++++ TEXT PROVIDED ++++

Since launching on August 25, 2003, the orbiting infrared observatory has studied various comets and asteroids, analyzed planets and galaxies, counted stars and even discovered the existence of the carbon spheres known as “bucky balls” in a solid form in space for the first time, NASA astronomers explained in a statement.
“Moving into its second decade of scientific scouting from an Earth-trailing orbit, Spitzer continues to explore the cosmos near and far,” officials from the space agency said. “One additional task is helping NASA observe potential candidates for a developing mission to capture, redirect and explore a near-Earth asteroid.”
“President Obama’s goal of visiting an asteroid by 2025 combines NASA’s diverse talents in a unified endeavor,” added John Grunsfeld, the organization’s associate administrator for science in Washington. “Using Spitzer to help us characterize asteroids and potential targets for an asteroid mission advances both science and exploration.”
This summer alone, Spitzer has helped scientists discover a young stellar system that contained three developing stars that work together like a hula hoop, observed strong carbon dioxide emissions from Comet ISON ahead of its anticipated pass through the inner solar system later on this year, and captured images revealing blooming stars at the fringe of the Milky Way.
In addition, the observatory’s infrared vision allowed it to analyze the comet known as Tempel 1. The telescope also stunned the global scientific community by discovering the largest of Saturn’s many rings – a wispy band of ice and dust particles that is very faint in visible light, but which had a glow from its heat that could be picked up by Spitzer’s infrared detectors.
Perhaps its most astonishing finds, however, involved the discovery of light coming from a world located outside our solar system. This discovery was not part of the mission’s original design. However, because of Spitzer’s ongoing studies of these exotic worlds, astronomers have been able to probe their composition, dynamics and more. The telescope’s results have helped to revolutionize the study of exoplanet atmospheres, NASA said.

++++

DIRECTIONS |
- a) For each statement below, decide whether it agrees with the Spitzer text. Answer yes or no and quote the words of the text that decide it. (i) Spitzer was launched on August 25, 2003. (ii) Spitzer observes from an orbit around Earth. (iii) Detecting light from a world outside our solar system was part of the mission's original design.
- b) Extend the Spitzer text with new prose that picks up after its final sentence.

++++ RECORDED INFORMATION ++++

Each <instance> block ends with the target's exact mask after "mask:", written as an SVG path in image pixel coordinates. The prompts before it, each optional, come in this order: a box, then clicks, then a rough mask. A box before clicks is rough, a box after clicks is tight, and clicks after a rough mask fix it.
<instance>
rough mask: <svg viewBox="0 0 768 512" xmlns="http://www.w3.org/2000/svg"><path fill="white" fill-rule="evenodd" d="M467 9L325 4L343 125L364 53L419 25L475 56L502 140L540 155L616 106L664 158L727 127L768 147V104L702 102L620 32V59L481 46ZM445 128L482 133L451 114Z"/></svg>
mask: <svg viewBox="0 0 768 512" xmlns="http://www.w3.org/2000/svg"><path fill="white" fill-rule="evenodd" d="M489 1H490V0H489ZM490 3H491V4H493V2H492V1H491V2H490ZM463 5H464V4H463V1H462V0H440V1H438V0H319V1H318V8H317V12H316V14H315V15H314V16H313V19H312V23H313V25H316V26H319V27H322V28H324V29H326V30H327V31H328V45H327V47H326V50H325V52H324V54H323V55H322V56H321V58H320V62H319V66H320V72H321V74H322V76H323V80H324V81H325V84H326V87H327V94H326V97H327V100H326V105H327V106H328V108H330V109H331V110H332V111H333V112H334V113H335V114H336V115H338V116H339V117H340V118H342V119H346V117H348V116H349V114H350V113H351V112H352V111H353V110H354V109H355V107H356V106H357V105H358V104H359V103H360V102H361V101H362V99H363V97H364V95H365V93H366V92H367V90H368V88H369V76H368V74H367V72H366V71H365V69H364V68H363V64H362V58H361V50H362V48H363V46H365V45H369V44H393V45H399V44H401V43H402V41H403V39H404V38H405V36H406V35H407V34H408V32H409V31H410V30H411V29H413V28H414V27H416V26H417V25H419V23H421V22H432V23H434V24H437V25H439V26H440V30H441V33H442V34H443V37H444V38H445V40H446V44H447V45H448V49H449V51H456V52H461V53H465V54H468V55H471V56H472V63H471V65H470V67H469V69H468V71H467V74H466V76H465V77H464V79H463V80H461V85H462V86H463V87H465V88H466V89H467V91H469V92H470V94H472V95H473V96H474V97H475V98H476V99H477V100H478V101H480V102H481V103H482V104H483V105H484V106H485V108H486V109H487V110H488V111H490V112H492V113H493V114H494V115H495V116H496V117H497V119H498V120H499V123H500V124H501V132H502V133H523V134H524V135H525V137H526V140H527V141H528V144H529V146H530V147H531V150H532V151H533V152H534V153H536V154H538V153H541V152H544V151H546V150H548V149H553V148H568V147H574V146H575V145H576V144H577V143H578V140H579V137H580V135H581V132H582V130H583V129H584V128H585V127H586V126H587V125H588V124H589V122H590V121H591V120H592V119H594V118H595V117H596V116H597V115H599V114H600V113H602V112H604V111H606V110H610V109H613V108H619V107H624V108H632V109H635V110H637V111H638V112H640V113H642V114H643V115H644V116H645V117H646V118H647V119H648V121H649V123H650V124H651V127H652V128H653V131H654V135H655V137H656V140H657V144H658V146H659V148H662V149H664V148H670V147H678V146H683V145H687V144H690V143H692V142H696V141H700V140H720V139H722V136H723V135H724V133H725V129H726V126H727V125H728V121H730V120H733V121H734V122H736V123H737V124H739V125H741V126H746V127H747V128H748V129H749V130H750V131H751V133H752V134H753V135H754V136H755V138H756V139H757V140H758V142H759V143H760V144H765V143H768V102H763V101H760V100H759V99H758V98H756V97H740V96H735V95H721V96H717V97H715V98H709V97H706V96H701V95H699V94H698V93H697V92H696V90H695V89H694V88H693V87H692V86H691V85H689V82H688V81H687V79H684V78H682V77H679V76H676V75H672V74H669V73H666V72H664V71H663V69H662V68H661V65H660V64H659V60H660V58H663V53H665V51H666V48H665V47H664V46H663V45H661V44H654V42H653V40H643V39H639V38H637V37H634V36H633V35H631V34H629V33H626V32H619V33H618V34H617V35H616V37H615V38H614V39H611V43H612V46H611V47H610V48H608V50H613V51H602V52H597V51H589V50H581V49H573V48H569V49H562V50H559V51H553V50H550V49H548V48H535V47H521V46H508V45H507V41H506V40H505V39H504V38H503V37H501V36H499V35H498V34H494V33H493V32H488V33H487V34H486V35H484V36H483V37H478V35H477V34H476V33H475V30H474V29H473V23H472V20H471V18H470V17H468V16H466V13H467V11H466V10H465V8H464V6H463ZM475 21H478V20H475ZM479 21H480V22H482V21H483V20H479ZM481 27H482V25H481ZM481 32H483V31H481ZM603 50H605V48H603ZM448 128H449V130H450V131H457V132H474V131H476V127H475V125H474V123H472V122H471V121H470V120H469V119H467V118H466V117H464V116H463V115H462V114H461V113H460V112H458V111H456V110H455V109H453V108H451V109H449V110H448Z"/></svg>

++++

ANSWERS PER TASK |
- a)
(i) Yes: "Since launching on August 25, 2003"
(ii) No: "from an Earth-trailing orbit"
(iii) No: "This discovery was not part of the mission’s original design."

- b)
“Other discoveries and accomplishments of the mission include getting a complete census of forming stars in nearby clouds; making a new and improved map of the Milky Way’s spiral-arm structure; and… discovering that the most distant galaxies known are more massive and mature than expected,” they added.
“I always knew Spitzer would work, but I had no idea that it would be as productive, exciting and long-lived as it has been,” said Michael Werner of NASA’s Jet Propulsion Laboratory (JPL), a Spitzer project scientist and one of the men who helped conceive the mission. “The spectacular images that it continues to return, and its cutting-edge science, go far beyond anything we could have imagined when we started on this journey more than 30 years ago.”
Coming up in October, Spitzer is scheduled to attempt infrared observations of a small near-Earth asteroid known as 2009 DB. NASA officials hope that those observations will help them learn more about its size – information that, in turn, will be used to help the agency better understand potential candidates for the agency’s asteroid capture and redirection mission. Asteroid 2009 DB is one of several candidates being evaluated by NASA.
Originally known as the Space Infrared Telescope Facility, Spitzer was renamed following its launch in honor of late astronomer Lyman Spitzer. Spitzer was an astrophysicist who is credited with major contributions in the fields of stellar dynamics, plasma physics, thermonuclear fusion, and space astronomy. He was also the first person to propose the idea of putting a large telescope in space, and was the driving force behind the development of the Hubble Space Telescope.